(Dataset records)

☆ ☆ ☆ ☆ ☆

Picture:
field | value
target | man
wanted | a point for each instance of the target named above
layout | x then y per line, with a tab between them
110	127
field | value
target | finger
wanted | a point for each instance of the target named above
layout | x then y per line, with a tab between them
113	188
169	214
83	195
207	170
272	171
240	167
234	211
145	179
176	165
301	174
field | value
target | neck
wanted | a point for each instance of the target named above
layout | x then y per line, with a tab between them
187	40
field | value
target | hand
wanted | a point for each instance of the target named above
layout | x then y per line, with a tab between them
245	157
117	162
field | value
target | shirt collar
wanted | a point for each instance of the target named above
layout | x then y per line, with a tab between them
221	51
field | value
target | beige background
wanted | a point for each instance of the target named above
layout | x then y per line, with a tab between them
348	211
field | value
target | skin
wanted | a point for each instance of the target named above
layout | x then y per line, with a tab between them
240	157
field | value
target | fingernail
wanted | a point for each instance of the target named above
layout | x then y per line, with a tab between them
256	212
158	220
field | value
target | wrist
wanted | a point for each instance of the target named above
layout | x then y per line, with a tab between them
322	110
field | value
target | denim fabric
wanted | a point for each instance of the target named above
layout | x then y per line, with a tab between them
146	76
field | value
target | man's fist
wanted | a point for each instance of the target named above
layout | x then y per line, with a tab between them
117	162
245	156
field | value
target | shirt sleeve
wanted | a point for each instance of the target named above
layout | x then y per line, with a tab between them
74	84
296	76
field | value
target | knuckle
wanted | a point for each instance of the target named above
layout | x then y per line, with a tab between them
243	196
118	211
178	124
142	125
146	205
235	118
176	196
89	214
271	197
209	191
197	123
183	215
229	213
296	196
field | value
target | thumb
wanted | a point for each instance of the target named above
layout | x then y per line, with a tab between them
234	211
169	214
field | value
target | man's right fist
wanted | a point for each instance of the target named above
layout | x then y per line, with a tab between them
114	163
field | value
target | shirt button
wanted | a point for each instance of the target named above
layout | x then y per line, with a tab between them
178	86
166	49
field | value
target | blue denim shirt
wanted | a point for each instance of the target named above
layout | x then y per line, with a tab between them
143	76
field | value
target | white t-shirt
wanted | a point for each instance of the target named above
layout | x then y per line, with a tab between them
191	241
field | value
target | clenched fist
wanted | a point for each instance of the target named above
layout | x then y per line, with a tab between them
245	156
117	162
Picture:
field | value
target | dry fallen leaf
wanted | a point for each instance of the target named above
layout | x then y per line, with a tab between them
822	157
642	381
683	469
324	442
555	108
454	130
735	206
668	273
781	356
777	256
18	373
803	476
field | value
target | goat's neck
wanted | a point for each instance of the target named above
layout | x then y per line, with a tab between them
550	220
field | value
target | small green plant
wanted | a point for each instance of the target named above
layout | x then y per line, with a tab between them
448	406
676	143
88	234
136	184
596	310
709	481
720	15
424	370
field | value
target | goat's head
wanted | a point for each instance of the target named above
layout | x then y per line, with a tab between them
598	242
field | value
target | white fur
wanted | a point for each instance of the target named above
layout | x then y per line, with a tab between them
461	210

☆ ☆ ☆ ☆ ☆

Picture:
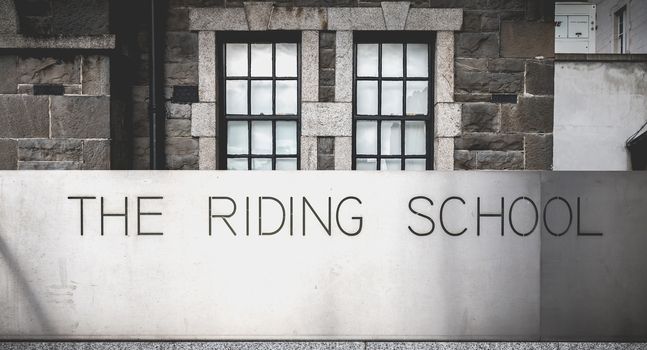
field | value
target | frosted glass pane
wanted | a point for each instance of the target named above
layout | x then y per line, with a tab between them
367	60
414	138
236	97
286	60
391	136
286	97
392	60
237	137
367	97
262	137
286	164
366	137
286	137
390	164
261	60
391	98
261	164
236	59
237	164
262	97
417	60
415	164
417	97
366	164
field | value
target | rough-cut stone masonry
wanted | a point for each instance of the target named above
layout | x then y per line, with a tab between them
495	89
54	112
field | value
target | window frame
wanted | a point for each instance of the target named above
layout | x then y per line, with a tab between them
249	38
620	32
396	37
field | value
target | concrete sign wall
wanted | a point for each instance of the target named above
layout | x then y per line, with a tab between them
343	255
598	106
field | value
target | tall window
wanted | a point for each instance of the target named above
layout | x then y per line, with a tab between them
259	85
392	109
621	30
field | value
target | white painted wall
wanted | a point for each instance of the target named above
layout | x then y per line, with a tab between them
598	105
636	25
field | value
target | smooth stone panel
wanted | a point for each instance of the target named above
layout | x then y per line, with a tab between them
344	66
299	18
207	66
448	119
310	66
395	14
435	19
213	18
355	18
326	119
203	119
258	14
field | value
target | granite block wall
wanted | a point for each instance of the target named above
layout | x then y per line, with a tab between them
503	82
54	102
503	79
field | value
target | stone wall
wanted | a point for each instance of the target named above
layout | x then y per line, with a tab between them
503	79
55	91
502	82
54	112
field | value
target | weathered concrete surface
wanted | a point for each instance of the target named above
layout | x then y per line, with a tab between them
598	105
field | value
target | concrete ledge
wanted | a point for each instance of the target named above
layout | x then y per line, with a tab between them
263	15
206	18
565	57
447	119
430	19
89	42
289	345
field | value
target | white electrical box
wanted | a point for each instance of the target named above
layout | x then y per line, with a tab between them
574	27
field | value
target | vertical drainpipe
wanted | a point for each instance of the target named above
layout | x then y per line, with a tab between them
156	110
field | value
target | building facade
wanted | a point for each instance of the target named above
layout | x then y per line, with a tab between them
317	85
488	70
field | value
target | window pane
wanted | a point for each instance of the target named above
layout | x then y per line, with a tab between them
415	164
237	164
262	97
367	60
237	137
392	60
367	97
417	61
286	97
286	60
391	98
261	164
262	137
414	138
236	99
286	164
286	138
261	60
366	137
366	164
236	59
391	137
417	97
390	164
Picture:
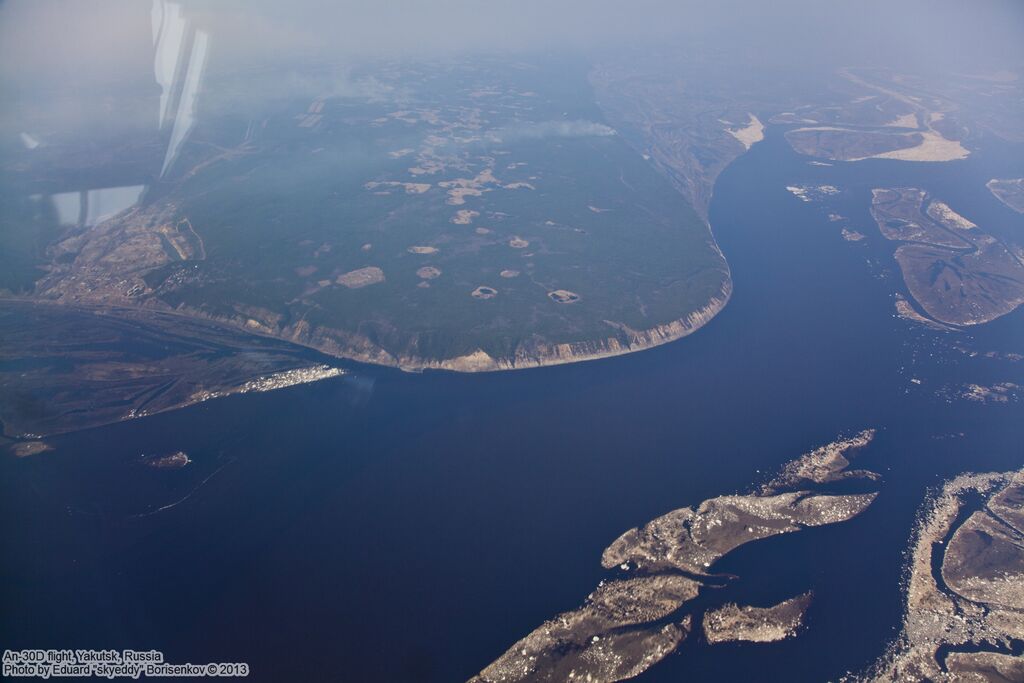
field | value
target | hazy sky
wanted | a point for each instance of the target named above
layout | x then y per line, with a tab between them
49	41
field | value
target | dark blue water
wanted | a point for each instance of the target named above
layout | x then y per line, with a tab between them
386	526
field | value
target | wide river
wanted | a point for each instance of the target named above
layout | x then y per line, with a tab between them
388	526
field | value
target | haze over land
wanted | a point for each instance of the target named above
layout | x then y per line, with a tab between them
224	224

☆ ☆ ☆ ☆ ☆

Task prompt | Out of the entries, report each line that contains the word "fist".

Result of the exercise |
target | man's fist
target | man's right fist
target | clenched fist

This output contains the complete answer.